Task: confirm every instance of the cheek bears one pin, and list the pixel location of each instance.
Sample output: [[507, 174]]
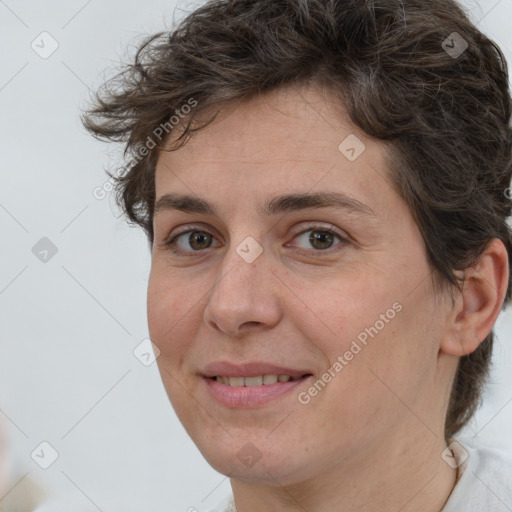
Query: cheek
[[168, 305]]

---

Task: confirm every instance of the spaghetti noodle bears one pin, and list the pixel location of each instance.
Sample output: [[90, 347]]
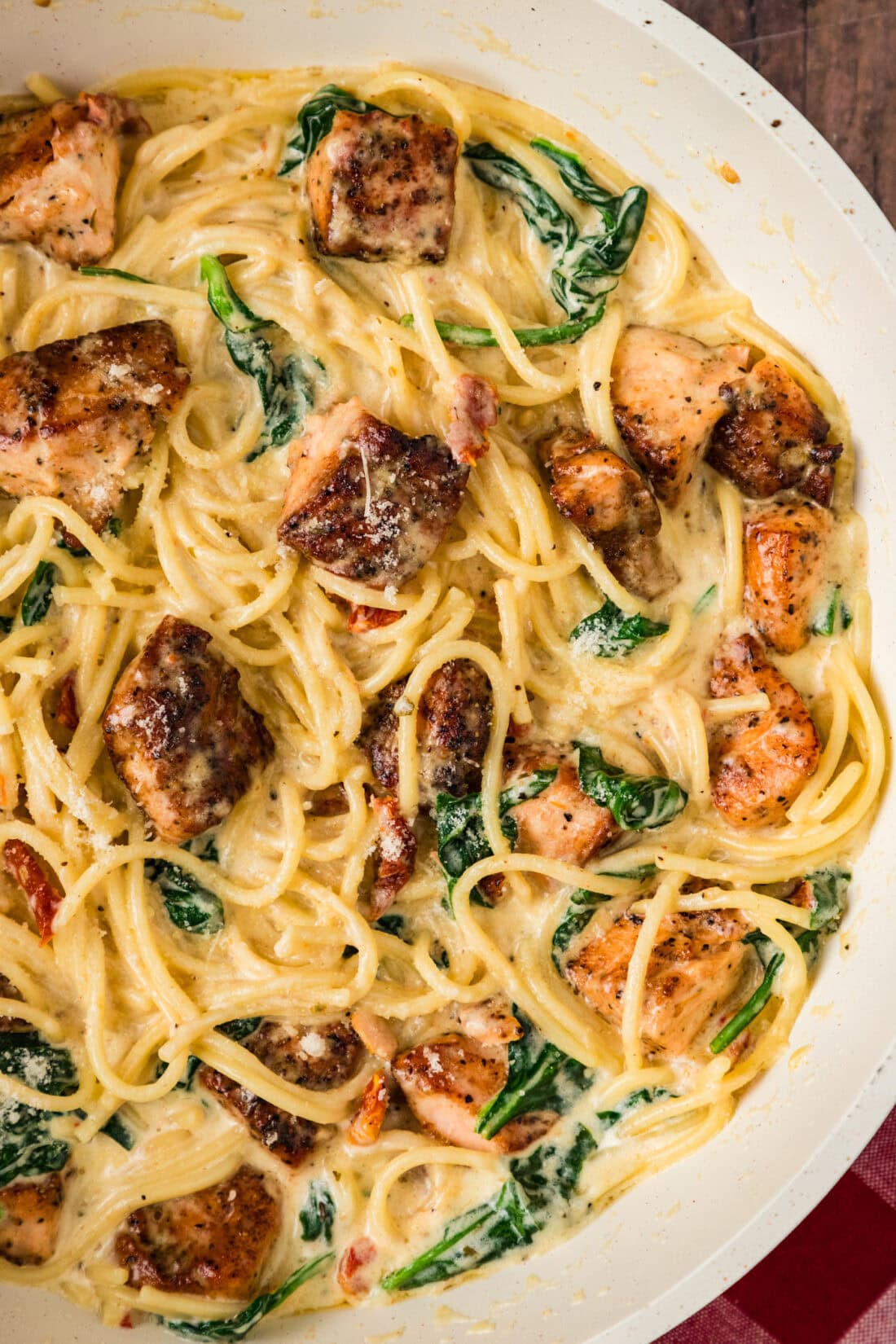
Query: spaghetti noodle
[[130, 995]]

**What is required**
Can you rewrite the material starting with the line containing "Task: confirm every instance of the cheek" and going on through the line containing "[[168, 305]]", replacing "pixel location" with "image coordinates" and keeping everything else the same? Leave out the pictures.

**Reply to the task**
Task: confirm every instance of the cheek bears one pin, and list the image coordinates of each instance.
Sample output: [[507, 174]]
Query: cheek
[[168, 305]]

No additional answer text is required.